PROMPT →
Will you print every one of the records below, reproducing each line verbatim?

WORKING DATA →

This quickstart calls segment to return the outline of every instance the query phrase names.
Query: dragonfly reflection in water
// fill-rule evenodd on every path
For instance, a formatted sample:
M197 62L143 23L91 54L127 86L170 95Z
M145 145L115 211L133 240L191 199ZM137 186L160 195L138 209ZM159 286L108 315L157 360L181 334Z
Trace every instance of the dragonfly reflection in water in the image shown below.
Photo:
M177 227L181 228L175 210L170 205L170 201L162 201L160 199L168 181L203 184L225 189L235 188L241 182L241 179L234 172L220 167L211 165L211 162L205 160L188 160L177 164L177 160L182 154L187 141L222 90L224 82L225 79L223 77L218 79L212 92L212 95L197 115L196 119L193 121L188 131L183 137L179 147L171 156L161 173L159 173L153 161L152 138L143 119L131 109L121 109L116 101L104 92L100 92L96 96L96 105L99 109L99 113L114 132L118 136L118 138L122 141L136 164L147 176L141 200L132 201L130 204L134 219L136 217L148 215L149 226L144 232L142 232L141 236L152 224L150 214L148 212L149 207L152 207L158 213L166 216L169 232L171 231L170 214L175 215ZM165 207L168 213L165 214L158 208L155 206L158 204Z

REPLY TO THE TASK →
This quickstart calls segment to return the outline of every instance the query phrase names.
Query: dragonfly reflection in water
// fill-rule evenodd on every path
For instance, a formatted sample:
M197 62L143 23L91 54L127 86L170 95Z
M145 145L115 211L133 240L191 199ZM137 186L160 195L138 209ZM159 286L108 315L157 360L181 334Z
Trace every instance of the dragonfly reflection in water in the image shown below.
Photo:
M177 227L181 228L175 210L170 205L170 201L162 201L160 199L168 181L203 184L225 189L235 188L241 182L241 179L234 172L220 167L211 165L211 162L205 160L188 160L177 164L177 160L182 154L187 141L222 90L224 82L225 79L223 77L218 79L212 92L212 95L197 115L196 119L193 121L188 131L183 137L179 147L171 156L161 173L159 173L153 161L152 138L143 119L131 109L121 109L116 101L104 92L100 92L96 96L96 105L99 109L99 113L114 132L118 136L118 138L122 141L136 164L147 176L141 200L132 201L130 204L134 219L136 217L148 215L149 226L144 232L142 232L141 236L152 224L150 214L148 212L149 207L152 207L158 213L166 216L169 232L171 231L170 214L175 215ZM165 207L168 213L165 214L158 208L155 206L158 204Z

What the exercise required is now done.